Items from a labeling collection:
========================

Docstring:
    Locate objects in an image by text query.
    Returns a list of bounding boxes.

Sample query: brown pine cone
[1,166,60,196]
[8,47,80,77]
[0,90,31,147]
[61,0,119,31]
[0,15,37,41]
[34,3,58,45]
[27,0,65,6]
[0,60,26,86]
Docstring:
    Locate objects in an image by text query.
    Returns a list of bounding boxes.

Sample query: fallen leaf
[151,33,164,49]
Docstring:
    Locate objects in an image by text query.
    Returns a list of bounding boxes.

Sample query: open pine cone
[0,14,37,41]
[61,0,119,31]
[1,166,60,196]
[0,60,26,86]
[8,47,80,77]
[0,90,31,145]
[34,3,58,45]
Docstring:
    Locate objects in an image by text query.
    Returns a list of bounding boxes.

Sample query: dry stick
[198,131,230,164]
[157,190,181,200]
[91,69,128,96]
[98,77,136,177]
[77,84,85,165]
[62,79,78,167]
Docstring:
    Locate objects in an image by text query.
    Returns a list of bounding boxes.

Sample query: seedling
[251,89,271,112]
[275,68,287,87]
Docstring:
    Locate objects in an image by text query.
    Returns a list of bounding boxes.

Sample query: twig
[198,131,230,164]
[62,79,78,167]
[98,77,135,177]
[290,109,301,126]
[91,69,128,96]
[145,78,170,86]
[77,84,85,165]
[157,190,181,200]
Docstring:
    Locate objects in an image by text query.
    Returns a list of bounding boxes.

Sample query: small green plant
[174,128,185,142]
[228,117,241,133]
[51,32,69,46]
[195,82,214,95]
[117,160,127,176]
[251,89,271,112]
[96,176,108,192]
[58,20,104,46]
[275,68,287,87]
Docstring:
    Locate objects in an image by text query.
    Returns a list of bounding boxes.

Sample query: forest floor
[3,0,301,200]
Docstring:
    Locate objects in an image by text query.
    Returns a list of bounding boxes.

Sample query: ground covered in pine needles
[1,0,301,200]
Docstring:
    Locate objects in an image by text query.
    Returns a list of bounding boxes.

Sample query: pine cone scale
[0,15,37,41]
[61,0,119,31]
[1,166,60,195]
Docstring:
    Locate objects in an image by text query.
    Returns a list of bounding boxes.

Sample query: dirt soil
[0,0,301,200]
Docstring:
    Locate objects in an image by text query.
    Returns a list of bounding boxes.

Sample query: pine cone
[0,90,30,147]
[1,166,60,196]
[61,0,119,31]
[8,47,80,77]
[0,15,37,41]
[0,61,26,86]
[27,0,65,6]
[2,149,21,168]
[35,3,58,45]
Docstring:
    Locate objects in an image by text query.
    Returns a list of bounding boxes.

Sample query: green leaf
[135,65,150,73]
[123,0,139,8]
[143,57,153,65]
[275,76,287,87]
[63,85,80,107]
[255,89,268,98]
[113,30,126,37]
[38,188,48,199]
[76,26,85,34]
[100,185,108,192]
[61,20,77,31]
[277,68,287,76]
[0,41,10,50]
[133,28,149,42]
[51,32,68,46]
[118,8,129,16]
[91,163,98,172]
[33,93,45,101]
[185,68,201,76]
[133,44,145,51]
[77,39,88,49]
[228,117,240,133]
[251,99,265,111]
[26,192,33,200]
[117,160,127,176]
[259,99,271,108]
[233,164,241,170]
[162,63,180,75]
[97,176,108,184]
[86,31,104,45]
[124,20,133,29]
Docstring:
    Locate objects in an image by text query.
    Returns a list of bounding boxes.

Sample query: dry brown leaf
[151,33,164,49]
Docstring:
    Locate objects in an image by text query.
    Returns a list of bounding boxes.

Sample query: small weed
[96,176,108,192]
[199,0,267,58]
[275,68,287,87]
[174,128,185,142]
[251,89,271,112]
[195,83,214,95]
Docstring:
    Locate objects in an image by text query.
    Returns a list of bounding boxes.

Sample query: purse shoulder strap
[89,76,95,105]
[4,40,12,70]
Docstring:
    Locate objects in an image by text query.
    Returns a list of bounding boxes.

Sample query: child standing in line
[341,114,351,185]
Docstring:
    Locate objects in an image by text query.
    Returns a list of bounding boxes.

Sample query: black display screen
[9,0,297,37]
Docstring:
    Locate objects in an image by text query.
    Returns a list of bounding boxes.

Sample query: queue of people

========================

**Exercise requirements:**
Pick out every line in the items above that contains the word "pine", and copy each of those lines in full. Matching is case-sensitive.

**Complete response:**
Sample query: brown pine cone
Sample query: open pine cone
Sample query: ground covered in pine needles
Sample query: pine cone scale
Sample query: pine cone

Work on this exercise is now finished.